TASK
Rewrite the statement in the related person transactions excerpt below that begins "Other than compensation arrangements," together with the two conditions that complete it, as a short list that keeps its main facts.

Related Person Transactions



Other than compensation arrangements, including those described under the sections entitled “Executive Compensation” beginning on page 57 of this proxy statement and “Director Compensation” beginning on page 24 of this proxy statement, and the agreement described below, since the beginning of fiscal year 2018, there has not been, nor is there currently proposed, any transaction or series of similar transactions to which we have been or will be a participant:



·

in which the amount involved exceeded or will exceed $120,000; and

·

in which any director, nominee, executive officer, beneficial owner of more than 5% of our Class A common stock or our Class B common stock or any member of their immediate family had or will have a direct or indirect material interest.

DATASET EXTRACT
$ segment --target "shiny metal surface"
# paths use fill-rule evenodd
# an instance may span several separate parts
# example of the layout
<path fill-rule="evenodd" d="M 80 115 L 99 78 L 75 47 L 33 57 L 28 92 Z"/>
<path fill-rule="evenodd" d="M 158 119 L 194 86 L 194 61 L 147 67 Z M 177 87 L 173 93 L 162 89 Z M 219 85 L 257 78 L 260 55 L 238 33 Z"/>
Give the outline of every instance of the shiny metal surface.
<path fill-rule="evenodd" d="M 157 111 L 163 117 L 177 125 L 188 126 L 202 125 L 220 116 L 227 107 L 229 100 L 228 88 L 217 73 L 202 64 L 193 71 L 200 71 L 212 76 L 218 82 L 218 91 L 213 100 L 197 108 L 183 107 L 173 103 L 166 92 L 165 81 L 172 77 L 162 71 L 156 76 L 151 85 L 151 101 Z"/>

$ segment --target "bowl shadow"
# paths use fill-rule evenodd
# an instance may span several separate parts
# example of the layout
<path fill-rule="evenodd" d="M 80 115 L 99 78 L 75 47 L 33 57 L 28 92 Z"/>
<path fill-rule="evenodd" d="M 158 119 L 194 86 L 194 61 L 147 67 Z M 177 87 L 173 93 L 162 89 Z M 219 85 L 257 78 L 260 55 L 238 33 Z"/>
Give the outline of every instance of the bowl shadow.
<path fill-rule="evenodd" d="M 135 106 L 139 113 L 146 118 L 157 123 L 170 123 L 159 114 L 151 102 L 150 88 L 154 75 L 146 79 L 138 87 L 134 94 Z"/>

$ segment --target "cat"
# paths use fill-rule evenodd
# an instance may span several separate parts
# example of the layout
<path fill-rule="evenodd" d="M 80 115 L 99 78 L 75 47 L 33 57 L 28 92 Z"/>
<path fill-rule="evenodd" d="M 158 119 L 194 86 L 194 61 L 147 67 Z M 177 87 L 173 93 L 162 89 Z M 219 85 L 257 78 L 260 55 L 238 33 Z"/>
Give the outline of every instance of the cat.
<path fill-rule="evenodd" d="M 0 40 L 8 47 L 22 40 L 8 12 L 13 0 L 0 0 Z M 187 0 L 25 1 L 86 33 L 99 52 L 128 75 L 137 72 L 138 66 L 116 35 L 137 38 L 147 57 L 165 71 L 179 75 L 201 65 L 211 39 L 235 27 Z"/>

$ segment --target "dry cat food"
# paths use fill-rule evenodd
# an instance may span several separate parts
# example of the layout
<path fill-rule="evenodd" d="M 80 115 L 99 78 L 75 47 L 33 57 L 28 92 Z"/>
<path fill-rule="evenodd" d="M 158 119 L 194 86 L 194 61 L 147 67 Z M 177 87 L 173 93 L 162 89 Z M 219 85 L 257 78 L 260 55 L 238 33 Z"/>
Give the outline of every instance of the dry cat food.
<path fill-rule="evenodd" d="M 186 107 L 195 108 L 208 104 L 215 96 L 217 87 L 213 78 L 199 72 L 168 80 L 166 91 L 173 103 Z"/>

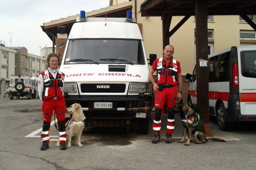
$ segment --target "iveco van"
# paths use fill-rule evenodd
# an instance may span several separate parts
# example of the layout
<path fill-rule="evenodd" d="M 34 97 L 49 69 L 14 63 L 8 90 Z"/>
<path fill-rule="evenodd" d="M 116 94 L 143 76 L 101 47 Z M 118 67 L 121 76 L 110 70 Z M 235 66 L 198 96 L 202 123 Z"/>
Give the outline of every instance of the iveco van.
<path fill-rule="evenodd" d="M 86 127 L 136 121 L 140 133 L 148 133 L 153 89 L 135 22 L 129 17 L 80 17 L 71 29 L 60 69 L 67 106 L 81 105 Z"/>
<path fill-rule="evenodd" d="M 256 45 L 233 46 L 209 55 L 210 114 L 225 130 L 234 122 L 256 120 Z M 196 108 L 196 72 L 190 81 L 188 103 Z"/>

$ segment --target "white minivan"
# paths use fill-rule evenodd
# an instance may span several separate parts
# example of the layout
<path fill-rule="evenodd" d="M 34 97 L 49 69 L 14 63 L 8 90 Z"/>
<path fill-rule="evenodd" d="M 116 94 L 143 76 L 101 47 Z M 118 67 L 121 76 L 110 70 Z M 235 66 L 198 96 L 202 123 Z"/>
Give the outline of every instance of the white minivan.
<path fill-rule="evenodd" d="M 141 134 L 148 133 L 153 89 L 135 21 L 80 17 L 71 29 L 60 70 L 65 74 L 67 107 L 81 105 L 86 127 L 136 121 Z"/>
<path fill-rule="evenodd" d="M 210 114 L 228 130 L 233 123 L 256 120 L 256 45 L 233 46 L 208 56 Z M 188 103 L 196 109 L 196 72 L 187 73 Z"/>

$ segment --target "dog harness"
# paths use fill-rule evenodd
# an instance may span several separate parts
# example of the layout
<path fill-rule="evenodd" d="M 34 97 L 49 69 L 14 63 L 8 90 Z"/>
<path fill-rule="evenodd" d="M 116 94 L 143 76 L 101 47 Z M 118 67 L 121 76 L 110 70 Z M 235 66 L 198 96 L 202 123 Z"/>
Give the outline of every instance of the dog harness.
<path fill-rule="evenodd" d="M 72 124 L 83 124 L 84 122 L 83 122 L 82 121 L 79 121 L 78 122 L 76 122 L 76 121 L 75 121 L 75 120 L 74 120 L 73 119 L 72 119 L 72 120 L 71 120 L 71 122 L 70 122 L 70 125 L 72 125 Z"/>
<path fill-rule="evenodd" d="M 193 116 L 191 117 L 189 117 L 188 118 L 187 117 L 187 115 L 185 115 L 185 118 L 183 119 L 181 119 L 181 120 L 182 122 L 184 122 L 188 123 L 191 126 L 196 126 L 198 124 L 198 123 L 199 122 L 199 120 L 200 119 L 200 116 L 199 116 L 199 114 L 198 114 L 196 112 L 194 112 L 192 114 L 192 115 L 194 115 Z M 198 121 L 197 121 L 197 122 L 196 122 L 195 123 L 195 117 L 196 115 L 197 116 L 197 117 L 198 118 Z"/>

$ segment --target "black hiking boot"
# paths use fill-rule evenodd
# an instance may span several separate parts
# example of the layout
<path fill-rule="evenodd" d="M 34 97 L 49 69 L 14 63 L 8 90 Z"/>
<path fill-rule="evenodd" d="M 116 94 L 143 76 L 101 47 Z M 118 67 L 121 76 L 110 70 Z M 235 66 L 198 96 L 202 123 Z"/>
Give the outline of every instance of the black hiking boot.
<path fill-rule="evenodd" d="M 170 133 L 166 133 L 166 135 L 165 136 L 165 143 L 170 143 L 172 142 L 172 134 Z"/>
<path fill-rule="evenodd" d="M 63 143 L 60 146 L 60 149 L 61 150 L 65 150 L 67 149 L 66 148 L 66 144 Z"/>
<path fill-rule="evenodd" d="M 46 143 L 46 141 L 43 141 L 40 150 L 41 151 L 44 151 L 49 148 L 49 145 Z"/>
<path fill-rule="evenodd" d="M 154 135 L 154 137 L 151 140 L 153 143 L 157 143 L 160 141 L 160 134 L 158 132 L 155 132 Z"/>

--

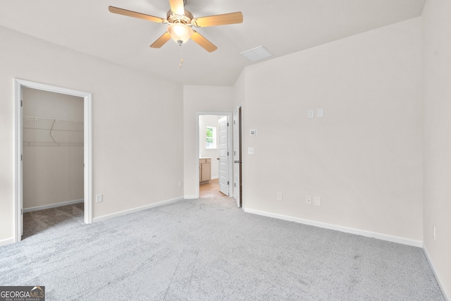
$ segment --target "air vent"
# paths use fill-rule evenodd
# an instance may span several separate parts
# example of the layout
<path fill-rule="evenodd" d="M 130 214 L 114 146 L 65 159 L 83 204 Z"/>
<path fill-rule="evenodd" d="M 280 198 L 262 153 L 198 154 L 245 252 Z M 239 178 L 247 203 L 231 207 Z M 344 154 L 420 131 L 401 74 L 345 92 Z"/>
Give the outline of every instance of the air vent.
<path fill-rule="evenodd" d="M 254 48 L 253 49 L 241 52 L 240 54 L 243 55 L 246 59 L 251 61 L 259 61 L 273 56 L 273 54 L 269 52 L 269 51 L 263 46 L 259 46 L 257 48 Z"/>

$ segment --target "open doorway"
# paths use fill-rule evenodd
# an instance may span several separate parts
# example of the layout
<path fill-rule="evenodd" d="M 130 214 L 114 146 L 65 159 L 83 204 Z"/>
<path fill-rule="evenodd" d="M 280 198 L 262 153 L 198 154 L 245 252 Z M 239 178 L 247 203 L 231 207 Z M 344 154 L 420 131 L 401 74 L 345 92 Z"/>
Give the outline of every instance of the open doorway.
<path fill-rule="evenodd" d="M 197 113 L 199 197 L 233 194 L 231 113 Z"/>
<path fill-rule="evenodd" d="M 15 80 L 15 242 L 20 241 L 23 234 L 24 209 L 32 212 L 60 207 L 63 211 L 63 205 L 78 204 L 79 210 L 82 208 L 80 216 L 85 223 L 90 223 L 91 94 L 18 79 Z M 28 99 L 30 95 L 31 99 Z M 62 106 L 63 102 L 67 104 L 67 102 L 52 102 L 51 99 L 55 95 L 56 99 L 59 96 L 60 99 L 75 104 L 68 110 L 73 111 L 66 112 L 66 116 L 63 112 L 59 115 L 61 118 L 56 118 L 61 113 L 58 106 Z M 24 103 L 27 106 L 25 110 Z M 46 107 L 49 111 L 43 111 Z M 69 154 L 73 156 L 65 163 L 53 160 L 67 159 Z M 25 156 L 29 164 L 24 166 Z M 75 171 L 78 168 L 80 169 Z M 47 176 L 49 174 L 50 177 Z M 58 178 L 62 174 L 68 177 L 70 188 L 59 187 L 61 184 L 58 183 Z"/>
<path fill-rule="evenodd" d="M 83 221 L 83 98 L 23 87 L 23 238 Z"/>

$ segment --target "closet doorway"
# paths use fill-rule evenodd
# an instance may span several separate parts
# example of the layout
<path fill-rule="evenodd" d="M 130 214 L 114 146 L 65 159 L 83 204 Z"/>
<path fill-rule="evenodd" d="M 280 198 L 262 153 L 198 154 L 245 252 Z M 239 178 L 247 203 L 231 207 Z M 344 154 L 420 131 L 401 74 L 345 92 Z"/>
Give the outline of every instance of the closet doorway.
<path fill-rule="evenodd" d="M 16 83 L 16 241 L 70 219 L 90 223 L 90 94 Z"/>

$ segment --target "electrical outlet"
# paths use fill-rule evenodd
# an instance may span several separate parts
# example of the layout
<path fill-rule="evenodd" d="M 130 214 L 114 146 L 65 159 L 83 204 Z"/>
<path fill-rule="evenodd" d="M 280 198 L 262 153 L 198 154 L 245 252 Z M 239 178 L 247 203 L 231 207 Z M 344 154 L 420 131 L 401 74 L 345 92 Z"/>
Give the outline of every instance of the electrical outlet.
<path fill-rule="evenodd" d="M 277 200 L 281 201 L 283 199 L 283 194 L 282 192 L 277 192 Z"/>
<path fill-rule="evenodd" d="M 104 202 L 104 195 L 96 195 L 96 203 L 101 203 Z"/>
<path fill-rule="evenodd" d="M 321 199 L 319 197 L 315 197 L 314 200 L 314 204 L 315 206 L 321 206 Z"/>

* * *

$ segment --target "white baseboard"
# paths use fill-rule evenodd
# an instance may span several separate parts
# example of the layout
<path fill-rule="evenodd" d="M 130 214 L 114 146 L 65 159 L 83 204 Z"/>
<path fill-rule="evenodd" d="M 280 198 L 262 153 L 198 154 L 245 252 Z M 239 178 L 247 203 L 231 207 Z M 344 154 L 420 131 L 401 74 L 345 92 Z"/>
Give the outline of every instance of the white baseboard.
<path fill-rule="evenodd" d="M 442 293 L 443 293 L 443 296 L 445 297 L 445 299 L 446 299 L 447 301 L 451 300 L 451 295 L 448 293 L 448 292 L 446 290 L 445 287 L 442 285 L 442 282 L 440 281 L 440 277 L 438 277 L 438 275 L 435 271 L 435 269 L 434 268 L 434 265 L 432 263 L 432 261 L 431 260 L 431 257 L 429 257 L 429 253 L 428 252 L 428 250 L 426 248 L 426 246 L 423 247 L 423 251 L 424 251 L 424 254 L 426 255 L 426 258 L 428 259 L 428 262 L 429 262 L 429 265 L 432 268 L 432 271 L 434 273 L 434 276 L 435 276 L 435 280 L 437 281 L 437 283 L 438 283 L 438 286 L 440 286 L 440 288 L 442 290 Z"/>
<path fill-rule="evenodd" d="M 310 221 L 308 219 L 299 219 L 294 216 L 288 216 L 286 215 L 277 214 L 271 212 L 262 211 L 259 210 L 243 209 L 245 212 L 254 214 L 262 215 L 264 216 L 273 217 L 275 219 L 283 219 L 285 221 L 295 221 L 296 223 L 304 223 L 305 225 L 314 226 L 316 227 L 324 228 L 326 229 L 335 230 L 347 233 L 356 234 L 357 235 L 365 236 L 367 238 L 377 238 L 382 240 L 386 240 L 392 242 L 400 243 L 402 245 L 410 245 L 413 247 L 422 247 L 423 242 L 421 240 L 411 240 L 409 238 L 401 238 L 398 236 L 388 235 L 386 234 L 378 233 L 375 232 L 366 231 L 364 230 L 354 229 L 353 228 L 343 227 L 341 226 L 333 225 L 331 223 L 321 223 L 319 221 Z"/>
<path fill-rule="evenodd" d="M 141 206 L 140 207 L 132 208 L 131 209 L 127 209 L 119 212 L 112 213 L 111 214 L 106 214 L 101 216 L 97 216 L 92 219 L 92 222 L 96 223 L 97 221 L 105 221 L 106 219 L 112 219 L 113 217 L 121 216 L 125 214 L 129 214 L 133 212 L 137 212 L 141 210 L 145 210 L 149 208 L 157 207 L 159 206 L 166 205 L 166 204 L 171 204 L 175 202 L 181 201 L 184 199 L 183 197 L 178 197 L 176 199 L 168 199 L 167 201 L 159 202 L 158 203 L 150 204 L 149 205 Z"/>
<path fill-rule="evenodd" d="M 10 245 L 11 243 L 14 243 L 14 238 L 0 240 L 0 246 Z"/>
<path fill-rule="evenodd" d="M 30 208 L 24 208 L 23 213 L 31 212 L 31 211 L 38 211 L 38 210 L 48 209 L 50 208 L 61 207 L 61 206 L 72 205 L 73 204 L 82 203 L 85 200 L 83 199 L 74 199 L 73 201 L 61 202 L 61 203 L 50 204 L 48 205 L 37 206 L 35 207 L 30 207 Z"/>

RESULT
- Period covered: since the beginning of fiscal year 2018.
- Exceptions: compensation arrangements (including those described under "Executive Compensation," beginning on page 57, and "Director Compensation," beginning on page 24) and the agreement described below.
- Statement: there has been no transaction or series of similar transactions, and none is currently proposed, in which we have been or will be a participant and that meets both of these conditions:
  - The amount involved exceeded or will exceed $120,000.
  - A director, nominee, executive officer, beneficial owner of more than 5% of our Class A or Class B common stock, or any member of their immediate family had or will have a direct or indirect material interest.